[Dataset entries]
================

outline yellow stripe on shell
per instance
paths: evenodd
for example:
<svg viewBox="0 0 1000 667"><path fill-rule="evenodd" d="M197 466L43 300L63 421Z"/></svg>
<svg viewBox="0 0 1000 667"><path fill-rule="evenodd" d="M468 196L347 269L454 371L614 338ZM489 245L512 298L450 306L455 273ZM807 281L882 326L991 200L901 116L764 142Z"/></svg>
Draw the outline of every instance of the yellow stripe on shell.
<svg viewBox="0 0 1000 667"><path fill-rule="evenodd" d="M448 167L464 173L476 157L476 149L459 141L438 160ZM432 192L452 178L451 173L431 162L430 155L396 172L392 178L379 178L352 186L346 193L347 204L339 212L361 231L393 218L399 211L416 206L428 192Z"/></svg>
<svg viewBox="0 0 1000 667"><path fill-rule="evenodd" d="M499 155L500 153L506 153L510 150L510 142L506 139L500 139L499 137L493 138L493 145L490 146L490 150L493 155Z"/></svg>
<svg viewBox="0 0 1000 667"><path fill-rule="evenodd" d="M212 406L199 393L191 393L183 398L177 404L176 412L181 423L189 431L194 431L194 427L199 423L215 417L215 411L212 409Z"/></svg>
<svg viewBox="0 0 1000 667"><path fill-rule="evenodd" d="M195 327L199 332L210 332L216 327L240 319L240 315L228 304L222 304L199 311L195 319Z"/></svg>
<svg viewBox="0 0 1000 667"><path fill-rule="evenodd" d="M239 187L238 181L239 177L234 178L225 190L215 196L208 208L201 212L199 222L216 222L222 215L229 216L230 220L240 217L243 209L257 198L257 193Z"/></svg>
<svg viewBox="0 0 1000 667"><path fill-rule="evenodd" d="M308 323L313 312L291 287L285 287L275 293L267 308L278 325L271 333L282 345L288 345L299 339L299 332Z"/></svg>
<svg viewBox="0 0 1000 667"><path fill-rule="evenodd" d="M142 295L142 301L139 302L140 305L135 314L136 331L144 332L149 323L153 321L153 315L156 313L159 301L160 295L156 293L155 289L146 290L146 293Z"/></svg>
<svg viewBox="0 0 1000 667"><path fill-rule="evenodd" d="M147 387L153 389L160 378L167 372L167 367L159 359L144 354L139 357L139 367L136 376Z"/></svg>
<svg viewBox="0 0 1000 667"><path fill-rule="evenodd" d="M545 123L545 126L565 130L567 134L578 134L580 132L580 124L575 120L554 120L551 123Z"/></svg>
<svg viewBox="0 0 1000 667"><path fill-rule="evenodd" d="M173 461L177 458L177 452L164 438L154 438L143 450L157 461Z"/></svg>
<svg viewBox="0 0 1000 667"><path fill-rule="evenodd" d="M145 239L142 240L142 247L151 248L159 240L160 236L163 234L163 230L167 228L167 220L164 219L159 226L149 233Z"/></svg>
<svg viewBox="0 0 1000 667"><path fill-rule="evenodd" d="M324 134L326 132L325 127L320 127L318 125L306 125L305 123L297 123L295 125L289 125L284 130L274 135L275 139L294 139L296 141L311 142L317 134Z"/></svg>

================

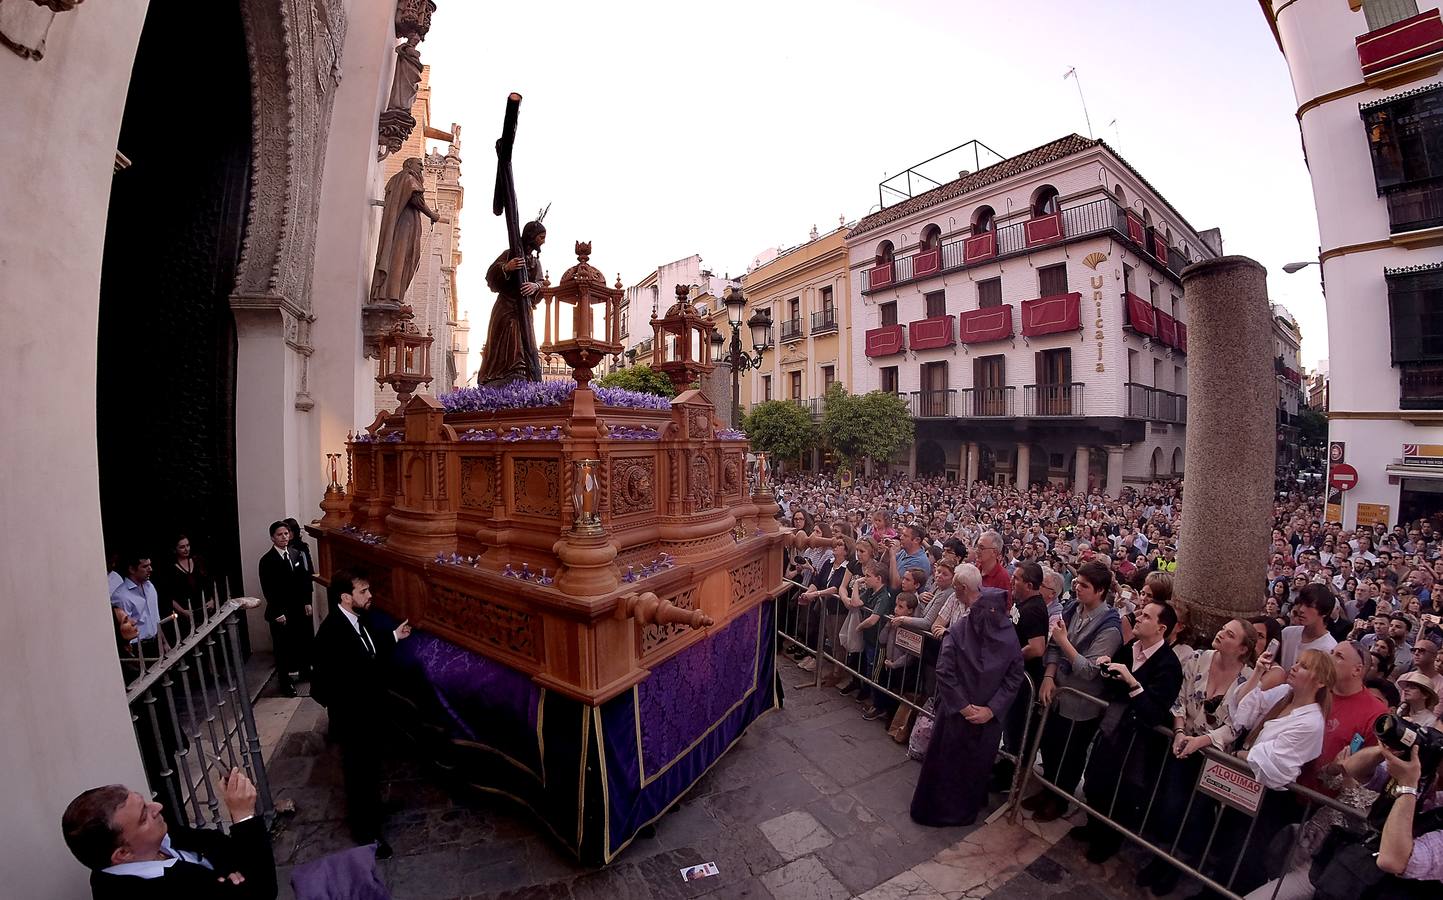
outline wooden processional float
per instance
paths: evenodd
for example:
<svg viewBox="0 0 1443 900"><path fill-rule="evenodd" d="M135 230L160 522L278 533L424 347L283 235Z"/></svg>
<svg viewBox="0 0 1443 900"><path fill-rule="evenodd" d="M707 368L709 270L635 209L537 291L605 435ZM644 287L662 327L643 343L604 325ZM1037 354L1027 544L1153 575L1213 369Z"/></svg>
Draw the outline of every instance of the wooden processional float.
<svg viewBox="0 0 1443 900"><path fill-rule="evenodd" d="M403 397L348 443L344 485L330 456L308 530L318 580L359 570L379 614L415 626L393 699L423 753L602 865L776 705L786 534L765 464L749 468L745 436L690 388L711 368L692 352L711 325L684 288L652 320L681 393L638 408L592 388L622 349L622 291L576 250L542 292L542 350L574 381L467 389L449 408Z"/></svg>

================

### Exercise brief
Your answer must consist solely of the lines above between the line holding "outline yellow stripe on shell" and the line holding "196L347 269L454 371L614", inclusive, copied exactly.

### Written reply
outline yellow stripe on shell
per instance
paths: evenodd
for example:
<svg viewBox="0 0 1000 667"><path fill-rule="evenodd" d="M197 466L43 300L63 421Z"/></svg>
<svg viewBox="0 0 1000 667"><path fill-rule="evenodd" d="M468 196L347 269L454 371L614 338ZM489 245L512 298L450 306L455 273ZM807 281L882 326L991 200L901 116L764 142Z"/></svg>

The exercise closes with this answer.